What this exercise asks:
**1.** Name every opponent from outside the state that the 1914 Detroit Heralds season article mentions.
**2.** According to the 1914 Detroit Heralds season article, how did sports writer E. A. Batchelor describe coach Bill Marshall?

Extract to read:
------------------------------------
- Head coach: Bill Marshall
- Home stadium: Packard Park

Results
- Record: 8–0–1

= 1914 Detroit Heralds season =

Sports season

The 1914 Detroit Heralds season was the 10th season for the Detroit Heralds, an independent American football team. Led by coach Bill Marshall, the team compiled an 8–0–1 record, shut out eight opponents, and allowed only six points during the season. After the season ended, sports writer E. A. Batchelor declared the Heralds to be the state's independent football champion and branded coach Marshall "a real football genius".

Having gone undefeated in 1913 as well, the Heralds' 1914 season extended the team's unbeaten streak to 16 games. In addition to facing opponents from within the state, the 1914 Heralds also played an Illinois team (Evanston North Ends) to a scoreless tie and defeated one Canadian team and three Ohio teams: Windsor (33–0); Cleveland Erin Braus (13–0); Cincinnati Celts (13–0); and Massillon Tigers (19–0).
------------------------------------
Excerpted data:
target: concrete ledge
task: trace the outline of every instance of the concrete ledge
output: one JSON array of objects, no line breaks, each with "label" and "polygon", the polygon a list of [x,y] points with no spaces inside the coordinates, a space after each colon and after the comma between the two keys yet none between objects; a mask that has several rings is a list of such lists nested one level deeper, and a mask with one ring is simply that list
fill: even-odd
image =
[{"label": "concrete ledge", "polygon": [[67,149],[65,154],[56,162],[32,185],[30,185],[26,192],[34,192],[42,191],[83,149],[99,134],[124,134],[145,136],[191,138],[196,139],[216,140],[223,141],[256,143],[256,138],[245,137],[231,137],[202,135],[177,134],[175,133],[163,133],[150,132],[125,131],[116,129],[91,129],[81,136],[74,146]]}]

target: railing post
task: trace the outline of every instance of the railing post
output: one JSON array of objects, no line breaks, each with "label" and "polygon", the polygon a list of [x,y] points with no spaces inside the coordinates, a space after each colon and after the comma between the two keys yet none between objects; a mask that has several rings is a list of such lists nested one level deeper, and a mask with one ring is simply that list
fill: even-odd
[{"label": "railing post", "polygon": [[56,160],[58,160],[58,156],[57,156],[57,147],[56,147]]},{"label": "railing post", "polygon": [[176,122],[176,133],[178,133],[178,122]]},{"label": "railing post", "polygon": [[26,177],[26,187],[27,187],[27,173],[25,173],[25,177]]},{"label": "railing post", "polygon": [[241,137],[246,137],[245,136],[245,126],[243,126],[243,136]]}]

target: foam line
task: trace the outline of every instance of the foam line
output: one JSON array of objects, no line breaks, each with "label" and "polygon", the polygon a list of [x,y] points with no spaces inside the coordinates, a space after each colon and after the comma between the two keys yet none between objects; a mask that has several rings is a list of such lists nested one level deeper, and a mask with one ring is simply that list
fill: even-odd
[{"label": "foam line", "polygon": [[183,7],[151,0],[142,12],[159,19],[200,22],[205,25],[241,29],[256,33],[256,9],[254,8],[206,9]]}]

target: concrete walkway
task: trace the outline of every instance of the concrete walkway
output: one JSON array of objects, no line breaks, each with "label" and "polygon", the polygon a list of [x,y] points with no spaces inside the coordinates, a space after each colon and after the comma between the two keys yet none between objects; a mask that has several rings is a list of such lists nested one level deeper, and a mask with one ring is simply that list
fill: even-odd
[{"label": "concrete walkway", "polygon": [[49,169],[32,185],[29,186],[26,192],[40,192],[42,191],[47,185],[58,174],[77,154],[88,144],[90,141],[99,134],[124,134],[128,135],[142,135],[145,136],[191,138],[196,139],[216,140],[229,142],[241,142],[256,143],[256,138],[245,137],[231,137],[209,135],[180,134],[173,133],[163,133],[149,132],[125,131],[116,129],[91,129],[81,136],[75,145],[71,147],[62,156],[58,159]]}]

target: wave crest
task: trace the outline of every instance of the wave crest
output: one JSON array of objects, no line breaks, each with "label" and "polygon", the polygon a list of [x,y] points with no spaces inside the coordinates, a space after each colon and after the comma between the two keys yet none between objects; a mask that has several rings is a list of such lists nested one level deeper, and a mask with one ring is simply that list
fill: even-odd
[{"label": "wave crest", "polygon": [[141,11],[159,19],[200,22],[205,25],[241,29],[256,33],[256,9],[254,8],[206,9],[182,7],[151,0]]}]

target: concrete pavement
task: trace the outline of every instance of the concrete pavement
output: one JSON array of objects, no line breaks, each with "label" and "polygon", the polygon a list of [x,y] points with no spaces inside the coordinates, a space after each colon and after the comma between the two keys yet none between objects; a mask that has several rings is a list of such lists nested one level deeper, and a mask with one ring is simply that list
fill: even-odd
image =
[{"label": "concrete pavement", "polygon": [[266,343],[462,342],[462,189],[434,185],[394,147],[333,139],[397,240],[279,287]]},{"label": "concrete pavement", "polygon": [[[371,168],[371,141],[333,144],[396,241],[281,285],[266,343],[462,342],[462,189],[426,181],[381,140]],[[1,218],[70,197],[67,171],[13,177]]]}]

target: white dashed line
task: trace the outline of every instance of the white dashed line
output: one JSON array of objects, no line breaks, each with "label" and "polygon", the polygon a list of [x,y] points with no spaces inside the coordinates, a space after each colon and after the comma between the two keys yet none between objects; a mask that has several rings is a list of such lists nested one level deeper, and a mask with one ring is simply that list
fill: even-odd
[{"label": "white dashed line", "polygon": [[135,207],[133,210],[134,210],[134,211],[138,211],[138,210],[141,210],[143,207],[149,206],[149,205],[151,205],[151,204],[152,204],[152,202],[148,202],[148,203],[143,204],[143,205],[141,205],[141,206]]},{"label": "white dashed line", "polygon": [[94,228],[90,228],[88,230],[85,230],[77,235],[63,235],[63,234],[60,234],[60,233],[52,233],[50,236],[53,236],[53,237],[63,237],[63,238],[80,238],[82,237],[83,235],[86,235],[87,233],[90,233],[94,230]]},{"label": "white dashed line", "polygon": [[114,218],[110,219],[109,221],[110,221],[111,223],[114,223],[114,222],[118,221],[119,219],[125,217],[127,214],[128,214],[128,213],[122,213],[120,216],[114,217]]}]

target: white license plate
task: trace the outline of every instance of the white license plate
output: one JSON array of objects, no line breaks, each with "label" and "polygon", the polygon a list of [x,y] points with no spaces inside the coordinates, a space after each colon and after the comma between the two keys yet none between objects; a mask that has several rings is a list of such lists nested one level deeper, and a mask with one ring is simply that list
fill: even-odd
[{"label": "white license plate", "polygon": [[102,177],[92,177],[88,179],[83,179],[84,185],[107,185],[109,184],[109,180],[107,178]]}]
------------------------------------
Solutions in order:
**1.** Evanston North Ends, Windsor, Cleveland Erin Braus, Cincinnati Celts, Massillon Tigers

**2.** He called Marshall "a real football genius".